→ EXERCISE BRIEF: Could you return the records below verbatim, line for line, with the pictures left out?

——————

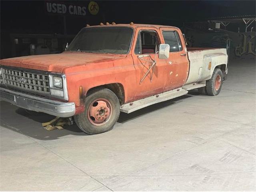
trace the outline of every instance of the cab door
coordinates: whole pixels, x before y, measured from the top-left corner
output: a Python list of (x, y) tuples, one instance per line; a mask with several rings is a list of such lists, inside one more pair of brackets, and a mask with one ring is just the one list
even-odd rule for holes
[(168, 66), (165, 60), (159, 59), (158, 54), (156, 54), (161, 43), (159, 32), (152, 27), (138, 27), (136, 30), (132, 50), (136, 71), (135, 100), (164, 91)]
[(177, 28), (160, 28), (164, 43), (170, 45), (166, 67), (168, 77), (166, 89), (171, 90), (182, 86), (188, 78), (189, 62), (182, 33)]

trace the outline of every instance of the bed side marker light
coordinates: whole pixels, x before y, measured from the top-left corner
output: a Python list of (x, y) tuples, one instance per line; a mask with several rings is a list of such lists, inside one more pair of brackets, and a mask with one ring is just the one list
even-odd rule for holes
[(79, 87), (79, 97), (80, 99), (83, 98), (83, 87), (81, 85)]
[(212, 62), (210, 61), (209, 62), (209, 65), (208, 66), (208, 69), (209, 70), (210, 70), (211, 66), (212, 66)]

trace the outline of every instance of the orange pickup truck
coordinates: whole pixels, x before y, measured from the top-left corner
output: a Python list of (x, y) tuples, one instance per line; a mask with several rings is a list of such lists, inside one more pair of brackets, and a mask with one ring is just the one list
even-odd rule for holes
[(82, 28), (59, 54), (0, 60), (1, 100), (29, 110), (74, 116), (88, 134), (110, 130), (129, 113), (198, 89), (218, 95), (225, 48), (186, 48), (175, 27), (113, 23)]

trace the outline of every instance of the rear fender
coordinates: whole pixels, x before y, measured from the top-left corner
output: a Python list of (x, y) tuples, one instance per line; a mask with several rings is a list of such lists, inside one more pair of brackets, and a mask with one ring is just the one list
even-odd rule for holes
[(220, 68), (224, 74), (227, 68), (228, 55), (222, 53), (207, 54), (204, 56), (203, 62), (200, 81), (210, 79), (216, 67)]

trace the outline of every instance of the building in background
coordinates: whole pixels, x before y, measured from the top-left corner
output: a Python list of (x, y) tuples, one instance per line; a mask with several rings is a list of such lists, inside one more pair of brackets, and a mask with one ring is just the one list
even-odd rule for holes
[(1, 2), (1, 58), (61, 53), (87, 23), (103, 20), (96, 1), (12, 3)]

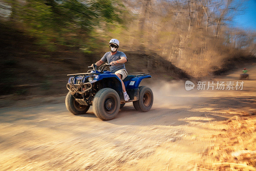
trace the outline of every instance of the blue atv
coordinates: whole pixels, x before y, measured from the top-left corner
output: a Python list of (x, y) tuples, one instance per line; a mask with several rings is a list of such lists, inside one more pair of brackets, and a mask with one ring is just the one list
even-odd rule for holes
[(67, 88), (69, 92), (65, 103), (68, 110), (75, 114), (84, 114), (92, 105), (96, 116), (102, 120), (115, 118), (120, 108), (126, 103), (132, 102), (137, 110), (146, 112), (153, 104), (153, 93), (149, 88), (139, 87), (141, 80), (151, 78), (149, 74), (131, 73), (123, 80), (130, 100), (125, 101), (119, 78), (106, 69), (110, 66), (106, 63), (97, 69), (93, 64), (92, 69), (87, 73), (69, 74)]

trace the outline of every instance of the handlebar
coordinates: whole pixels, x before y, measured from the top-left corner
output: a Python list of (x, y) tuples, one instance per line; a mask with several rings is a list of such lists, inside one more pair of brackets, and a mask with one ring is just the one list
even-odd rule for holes
[[(106, 63), (105, 64), (103, 65), (105, 65), (106, 66), (110, 66), (111, 65), (114, 65), (114, 64), (110, 64), (108, 63)], [(88, 68), (93, 68), (94, 66), (96, 66), (96, 64), (93, 64), (93, 66), (89, 66), (88, 67)]]

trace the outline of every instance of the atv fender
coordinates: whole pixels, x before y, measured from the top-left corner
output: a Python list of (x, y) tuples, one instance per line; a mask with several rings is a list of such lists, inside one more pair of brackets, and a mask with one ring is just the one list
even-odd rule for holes
[(132, 78), (124, 83), (126, 89), (137, 89), (141, 80), (144, 78), (151, 78), (150, 75), (144, 75)]

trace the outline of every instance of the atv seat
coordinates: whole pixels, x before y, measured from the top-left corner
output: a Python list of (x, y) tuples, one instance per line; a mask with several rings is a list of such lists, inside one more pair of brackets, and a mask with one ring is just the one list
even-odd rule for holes
[(128, 75), (123, 80), (123, 82), (125, 82), (126, 81), (128, 81), (132, 78), (134, 78), (134, 77), (136, 77), (136, 75)]

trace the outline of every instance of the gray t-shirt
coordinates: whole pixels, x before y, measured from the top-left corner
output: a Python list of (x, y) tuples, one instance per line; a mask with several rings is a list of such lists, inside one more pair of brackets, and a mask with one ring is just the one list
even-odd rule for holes
[[(117, 51), (116, 53), (114, 55), (111, 55), (110, 52), (107, 52), (101, 59), (101, 61), (104, 62), (108, 61), (108, 63), (110, 63), (112, 61), (117, 61), (121, 59), (121, 57), (125, 57), (127, 59), (125, 54), (124, 52)], [(127, 60), (128, 61), (128, 60)], [(125, 69), (125, 67), (124, 63), (118, 63), (116, 65), (113, 65), (109, 67), (110, 71), (113, 73), (117, 71), (119, 69)], [(126, 69), (125, 69), (126, 70)]]

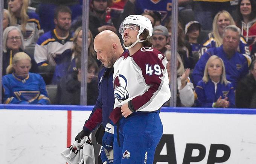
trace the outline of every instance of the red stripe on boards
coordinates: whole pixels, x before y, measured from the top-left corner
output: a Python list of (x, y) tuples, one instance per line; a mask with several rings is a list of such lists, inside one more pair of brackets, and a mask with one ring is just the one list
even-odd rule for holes
[(72, 125), (72, 111), (67, 111), (67, 147), (71, 145), (71, 127)]

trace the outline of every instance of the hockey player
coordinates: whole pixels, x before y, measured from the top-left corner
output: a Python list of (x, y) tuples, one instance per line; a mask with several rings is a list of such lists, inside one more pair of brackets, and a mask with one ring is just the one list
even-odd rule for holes
[(23, 52), (17, 53), (3, 77), (5, 104), (50, 103), (45, 83), (39, 74), (29, 72), (31, 59)]
[(213, 55), (223, 61), (227, 79), (235, 89), (238, 81), (248, 73), (251, 60), (248, 55), (237, 52), (241, 30), (235, 25), (226, 27), (224, 30), (223, 44), (219, 47), (210, 49), (199, 59), (194, 68), (192, 78), (194, 86), (202, 80), (206, 64)]
[(171, 96), (167, 61), (150, 47), (148, 18), (130, 15), (119, 31), (129, 51), (114, 65), (114, 163), (152, 163), (163, 133), (160, 108)]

——————

→ PROBLEM SOLUTION:
trace the outline of every instance of the cab door
coordinates: whole pixels, x before y, measured from the top-left corner
output: a Python list of (x, y) tuples, one instance per line; a mask with several rings is a list of such lists, inside one more pair of brackets, and a mask with one ring is just the one list
even-odd rule for holes
[(168, 66), (165, 60), (159, 59), (158, 54), (156, 54), (161, 43), (159, 32), (152, 27), (138, 27), (136, 30), (132, 50), (136, 71), (135, 100), (164, 91)]
[(177, 28), (160, 28), (164, 43), (170, 45), (166, 67), (168, 77), (166, 89), (171, 90), (182, 86), (188, 78), (189, 62), (182, 33)]

trace the outline of every instance of the bed side marker light
coordinates: whole pixels, x before y, measured from the top-left corner
output: a Python list of (x, y) tuples, one instance per line; a mask with several rings is a list of such lists, inside one more pair of brackets, and a mask with one ring is just the one list
even-odd rule for holes
[(79, 87), (79, 97), (80, 99), (83, 98), (83, 87), (81, 85)]
[(212, 62), (210, 61), (209, 62), (209, 65), (208, 66), (208, 69), (209, 70), (210, 70), (211, 66), (212, 66)]

trace the outline of every instance of the orange pickup truck
coordinates: whole pixels, x before y, measured from the top-left corner
output: a Python list of (x, y) tuples, one instance per line; a mask with several rings is a list of such lists, inside one more pair of brackets, and a mask with one ring is just the one list
even-odd rule for holes
[(82, 28), (59, 54), (0, 60), (1, 100), (29, 110), (74, 116), (88, 134), (110, 130), (129, 113), (198, 89), (218, 95), (225, 48), (186, 48), (175, 27), (113, 23)]

trace the outline of every instance of the rear fender
coordinates: whole pixels, x before y, measured from the top-left corner
output: a Python list of (x, y) tuples, one instance per line; a mask with several rings is a list of such lists, inside one more pair of brackets, and a mask with one ring is just the one list
even-odd rule for holes
[(220, 68), (224, 74), (227, 68), (228, 55), (222, 53), (207, 54), (204, 56), (203, 62), (200, 81), (210, 79), (216, 67)]

trace the outline of every instance of the building in background
coordinates: whole pixels, x before y, measured from the top-left corner
output: a Python list of (x, y) tuples, one instance per line; a mask with several rings is a list of such lists, inside one more pair of brackets, and a mask with one ring is just the one list
even-odd rule for holes
[(1, 2), (1, 58), (61, 53), (87, 23), (103, 20), (96, 1), (12, 3)]

trace the outline of every instance of the blue atv
coordinates: whole pixels, x before y, measured from the top-left corner
output: a Python list of (x, y) tuples, one instance per line; a mask with several rings is a list of such lists, inside one more pair of brackets, and a mask with one ring is just the one list
even-odd rule for holes
[(67, 88), (69, 92), (65, 103), (68, 110), (75, 114), (84, 114), (92, 105), (96, 116), (102, 120), (115, 118), (120, 108), (126, 103), (132, 102), (137, 110), (146, 112), (153, 104), (153, 93), (149, 88), (139, 87), (141, 80), (151, 78), (149, 74), (131, 73), (123, 80), (130, 100), (125, 101), (119, 78), (106, 69), (110, 66), (106, 63), (97, 69), (93, 64), (92, 69), (87, 73), (69, 74)]

trace the outline of every instance of the handlebar
coordinates: whole pixels, x before y, measured from the top-left corner
output: a Python list of (x, y) tuples, one instance per line; a mask with several rings is a list of such lists, inside one more pair of brackets, and a mask with one ring is just the one list
even-odd rule for holes
[[(106, 63), (105, 64), (103, 65), (105, 65), (106, 66), (110, 66), (111, 65), (114, 65), (114, 64), (110, 64), (108, 63)], [(88, 68), (93, 68), (94, 66), (96, 66), (96, 64), (93, 64), (93, 66), (89, 66), (88, 67)]]

trace the outline of every instance of the atv fender
coordinates: whole pixels, x before y, measured from the top-left corner
output: a Python list of (x, y) tuples, one instance per line; a mask with several rings is a list of such lists, inside one more pair of brackets, and a mask with one ring is just the one list
even-odd rule for holes
[(132, 78), (124, 83), (126, 89), (137, 89), (141, 80), (144, 78), (151, 78), (150, 75), (144, 75)]

trace the outline of every instance of the atv seat
coordinates: whole pixels, x before y, measured from the top-left corner
output: a Python list of (x, y) tuples, one instance per line; a mask with several rings is a list of such lists, inside one more pair of brackets, and a mask with one ring is just the one list
even-odd rule for holes
[(128, 75), (123, 80), (123, 82), (125, 82), (126, 81), (128, 81), (132, 78), (134, 78), (134, 77), (136, 77), (136, 75)]

trace the outline of every instance of the gray t-shirt
coordinates: whole pixels, x before y, measured from the top-left corner
output: a Python list of (x, y) tuples, one instance per line; a mask with several rings is a list of such lists, inside one more pair of brackets, and a mask with one ring is just the one list
even-odd rule for holes
[[(117, 51), (116, 53), (114, 55), (111, 55), (110, 52), (107, 52), (101, 59), (101, 61), (104, 62), (108, 61), (108, 63), (110, 63), (112, 61), (117, 61), (121, 59), (121, 57), (125, 57), (127, 59), (125, 54), (124, 52)], [(127, 60), (128, 61), (128, 60)], [(125, 69), (125, 67), (124, 63), (118, 63), (116, 65), (113, 65), (109, 67), (110, 71), (113, 73), (117, 71), (119, 69)], [(126, 69), (125, 69), (126, 70)]]

trace the outline of every instance of the red stripe on boards
coordinates: whole pixels, x before y, measured from the top-left corner
output: a Python list of (x, y) tuples, one instance per line; a mask with several rings is a list of such lists, inside one more pair of brackets, and a mask with one ring is just the one list
even-odd rule for holes
[(72, 125), (72, 111), (67, 111), (67, 147), (71, 145), (71, 127)]

trace the outline of every instance of the hockey player
coordinates: whole pixels, x before y, measured from the top-left corner
output: a Python list of (x, y) tuples, one instance per line; a mask with several rings is a list of such lists, inside one more pair of brackets, and a mask with one ring is just the one list
even-odd rule for holes
[(23, 52), (17, 53), (3, 77), (5, 104), (50, 103), (45, 83), (39, 74), (29, 72), (31, 59)]
[(213, 55), (223, 61), (227, 79), (235, 89), (238, 81), (248, 73), (251, 60), (248, 55), (237, 52), (241, 30), (235, 25), (226, 27), (224, 30), (223, 44), (219, 47), (210, 49), (199, 59), (194, 68), (192, 78), (194, 86), (202, 80), (206, 64)]
[(171, 96), (167, 61), (150, 47), (148, 18), (130, 15), (119, 31), (129, 51), (114, 65), (114, 163), (152, 163), (163, 133), (160, 108)]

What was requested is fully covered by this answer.